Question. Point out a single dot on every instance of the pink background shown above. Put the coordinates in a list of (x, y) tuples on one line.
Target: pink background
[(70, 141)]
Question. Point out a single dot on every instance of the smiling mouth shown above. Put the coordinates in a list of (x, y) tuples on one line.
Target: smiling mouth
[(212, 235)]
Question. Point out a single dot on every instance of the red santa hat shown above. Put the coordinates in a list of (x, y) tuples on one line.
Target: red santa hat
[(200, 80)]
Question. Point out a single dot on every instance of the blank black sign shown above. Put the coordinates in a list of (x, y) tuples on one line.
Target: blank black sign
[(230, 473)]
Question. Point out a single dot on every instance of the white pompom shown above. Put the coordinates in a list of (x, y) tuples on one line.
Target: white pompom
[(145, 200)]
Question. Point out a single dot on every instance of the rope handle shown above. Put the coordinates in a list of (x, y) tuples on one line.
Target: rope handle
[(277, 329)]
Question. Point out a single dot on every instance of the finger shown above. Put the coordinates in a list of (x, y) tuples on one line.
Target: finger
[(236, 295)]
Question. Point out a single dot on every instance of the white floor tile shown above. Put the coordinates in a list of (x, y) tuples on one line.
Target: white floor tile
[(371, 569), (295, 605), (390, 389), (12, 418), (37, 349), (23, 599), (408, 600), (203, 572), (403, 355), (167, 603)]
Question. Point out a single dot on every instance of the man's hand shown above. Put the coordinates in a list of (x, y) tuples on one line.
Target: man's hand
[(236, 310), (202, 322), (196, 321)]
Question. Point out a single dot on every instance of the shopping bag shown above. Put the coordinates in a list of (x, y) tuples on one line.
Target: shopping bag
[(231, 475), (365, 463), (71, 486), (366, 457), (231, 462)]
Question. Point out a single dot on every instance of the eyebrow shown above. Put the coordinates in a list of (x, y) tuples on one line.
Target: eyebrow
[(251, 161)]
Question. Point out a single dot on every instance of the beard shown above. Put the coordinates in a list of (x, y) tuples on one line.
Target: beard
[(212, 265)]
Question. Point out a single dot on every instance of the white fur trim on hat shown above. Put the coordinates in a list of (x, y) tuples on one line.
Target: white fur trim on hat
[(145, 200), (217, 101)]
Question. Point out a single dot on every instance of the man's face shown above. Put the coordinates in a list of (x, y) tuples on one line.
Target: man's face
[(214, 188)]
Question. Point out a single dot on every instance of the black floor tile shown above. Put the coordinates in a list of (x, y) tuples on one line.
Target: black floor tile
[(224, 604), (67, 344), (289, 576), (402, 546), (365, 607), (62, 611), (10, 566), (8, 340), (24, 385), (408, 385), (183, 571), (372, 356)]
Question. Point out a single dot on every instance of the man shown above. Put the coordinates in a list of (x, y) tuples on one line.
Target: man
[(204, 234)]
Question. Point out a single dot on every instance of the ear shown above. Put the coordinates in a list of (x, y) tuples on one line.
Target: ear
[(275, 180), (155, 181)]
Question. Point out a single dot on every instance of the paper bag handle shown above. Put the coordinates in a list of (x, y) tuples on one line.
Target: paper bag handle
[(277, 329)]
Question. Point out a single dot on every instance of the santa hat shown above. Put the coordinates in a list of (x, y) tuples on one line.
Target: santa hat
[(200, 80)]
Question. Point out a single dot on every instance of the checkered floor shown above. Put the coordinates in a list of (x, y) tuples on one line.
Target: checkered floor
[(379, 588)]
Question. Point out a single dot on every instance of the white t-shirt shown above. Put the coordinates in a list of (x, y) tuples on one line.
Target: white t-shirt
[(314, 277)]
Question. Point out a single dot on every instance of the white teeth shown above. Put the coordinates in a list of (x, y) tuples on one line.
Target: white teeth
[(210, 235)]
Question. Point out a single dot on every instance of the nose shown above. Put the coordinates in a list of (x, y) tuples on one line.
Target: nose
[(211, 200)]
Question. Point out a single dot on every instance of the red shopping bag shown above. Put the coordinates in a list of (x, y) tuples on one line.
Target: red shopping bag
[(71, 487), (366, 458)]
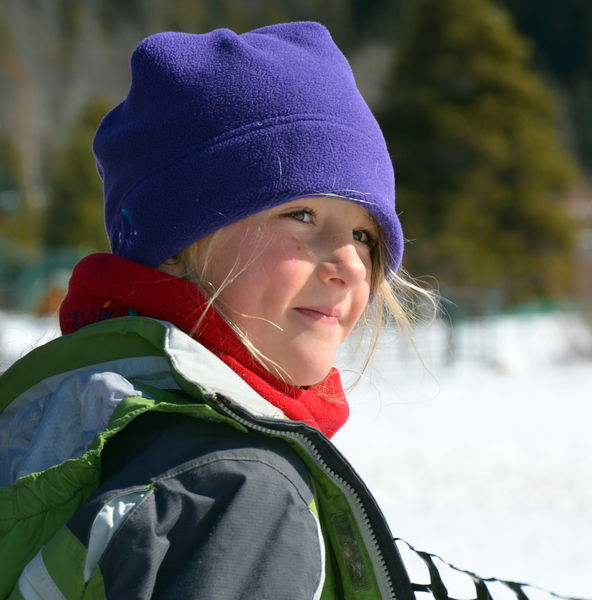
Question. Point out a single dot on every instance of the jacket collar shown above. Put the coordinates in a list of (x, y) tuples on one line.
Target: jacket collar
[(105, 286)]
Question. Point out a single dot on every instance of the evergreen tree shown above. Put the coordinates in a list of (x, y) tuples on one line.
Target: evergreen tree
[(74, 216), (481, 171)]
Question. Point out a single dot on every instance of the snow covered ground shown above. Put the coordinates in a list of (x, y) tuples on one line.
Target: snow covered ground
[(488, 461), (484, 458)]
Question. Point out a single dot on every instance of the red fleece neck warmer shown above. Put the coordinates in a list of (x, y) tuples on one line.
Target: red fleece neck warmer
[(104, 286)]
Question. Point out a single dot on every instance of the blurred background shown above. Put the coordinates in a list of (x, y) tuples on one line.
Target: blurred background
[(487, 110), (486, 106)]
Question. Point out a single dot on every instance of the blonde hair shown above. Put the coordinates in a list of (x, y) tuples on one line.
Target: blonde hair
[(395, 297)]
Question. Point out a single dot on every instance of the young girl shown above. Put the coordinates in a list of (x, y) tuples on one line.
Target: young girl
[(173, 443)]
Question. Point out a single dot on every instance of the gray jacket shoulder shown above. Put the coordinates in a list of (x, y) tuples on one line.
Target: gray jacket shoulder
[(203, 511)]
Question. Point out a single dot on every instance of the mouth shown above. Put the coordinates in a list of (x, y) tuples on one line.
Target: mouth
[(326, 315)]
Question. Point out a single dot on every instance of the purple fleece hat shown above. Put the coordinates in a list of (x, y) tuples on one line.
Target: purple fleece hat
[(220, 126)]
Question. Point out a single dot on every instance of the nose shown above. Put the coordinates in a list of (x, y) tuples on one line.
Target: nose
[(343, 266)]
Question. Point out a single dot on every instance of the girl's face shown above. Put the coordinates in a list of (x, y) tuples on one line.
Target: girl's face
[(300, 280)]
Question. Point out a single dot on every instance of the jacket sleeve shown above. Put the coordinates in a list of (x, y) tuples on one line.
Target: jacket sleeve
[(198, 510)]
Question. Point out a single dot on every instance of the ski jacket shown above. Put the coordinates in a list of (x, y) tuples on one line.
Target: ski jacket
[(136, 464)]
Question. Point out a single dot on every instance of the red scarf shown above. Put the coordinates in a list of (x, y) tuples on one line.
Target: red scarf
[(104, 286)]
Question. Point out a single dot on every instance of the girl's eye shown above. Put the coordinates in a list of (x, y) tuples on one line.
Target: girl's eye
[(361, 235), (305, 215)]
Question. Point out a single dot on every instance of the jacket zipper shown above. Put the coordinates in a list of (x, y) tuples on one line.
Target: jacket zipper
[(359, 511)]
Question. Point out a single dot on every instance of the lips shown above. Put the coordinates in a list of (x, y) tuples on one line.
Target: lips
[(324, 314)]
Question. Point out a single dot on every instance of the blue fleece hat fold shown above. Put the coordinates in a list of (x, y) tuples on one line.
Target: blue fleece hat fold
[(218, 126)]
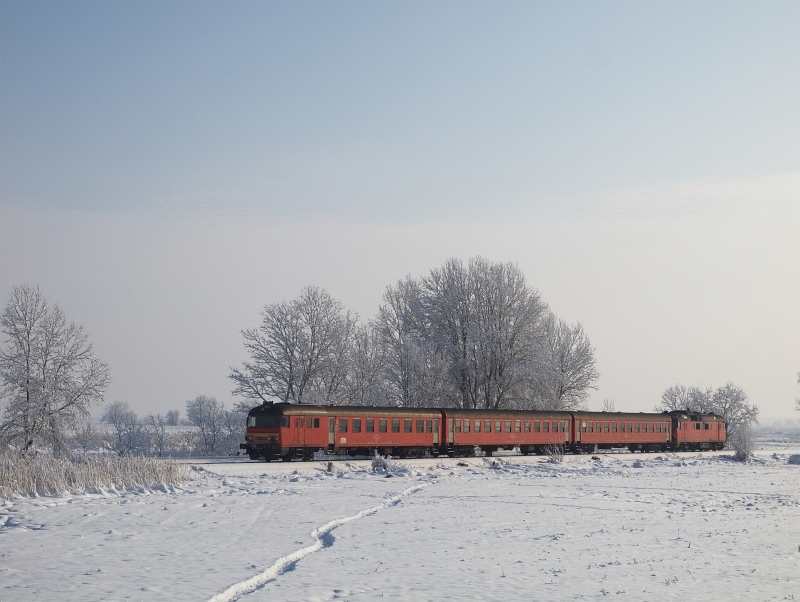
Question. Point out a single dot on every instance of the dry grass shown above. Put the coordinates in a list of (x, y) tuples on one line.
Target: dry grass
[(46, 475)]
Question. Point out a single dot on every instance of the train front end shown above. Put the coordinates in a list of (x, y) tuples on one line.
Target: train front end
[(263, 436)]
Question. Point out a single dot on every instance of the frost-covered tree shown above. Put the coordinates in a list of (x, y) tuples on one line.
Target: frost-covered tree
[(50, 377), (207, 414), (565, 370), (728, 401), (366, 365), (296, 348), (159, 439), (128, 436), (173, 418), (797, 401), (485, 321)]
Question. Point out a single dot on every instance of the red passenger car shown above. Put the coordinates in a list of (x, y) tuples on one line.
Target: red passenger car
[(697, 431), (290, 431), (499, 429), (606, 430)]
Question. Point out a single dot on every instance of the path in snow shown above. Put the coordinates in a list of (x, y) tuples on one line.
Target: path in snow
[(672, 528), (324, 539)]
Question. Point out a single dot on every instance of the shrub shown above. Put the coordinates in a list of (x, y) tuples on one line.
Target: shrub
[(742, 443), (31, 475)]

> **THE PROBLEM**:
The lines above starting at the one that holds "of the blue" and ending at the one that holds "of the frost-covered" are to be written out exactly, ends included, and no pictures are to be copied.

> **ANSWER BELOW**:
Question. Point out a single dot on every instance of the blue fleece hat fold shown above. Put the coordinates in a list of (x, y) tuples on one line.
Target: blue fleece hat fold
[(218, 126)]
Question. Point out a single dot on every instance of the dry grass shown above. Put the coordinates in a list of (x, y) tuples on one line.
Target: dry grass
[(46, 475)]
Question. Point out a single dot on every instance of the train front end shown above. Put the coordinates in a list of (x, y) tuples on one line.
Target: train front end
[(263, 436)]
Question. Point out a single dot on every instance of the frost-covered tree shown above. Put the coordinates in a list of (x, y) tuples on one line.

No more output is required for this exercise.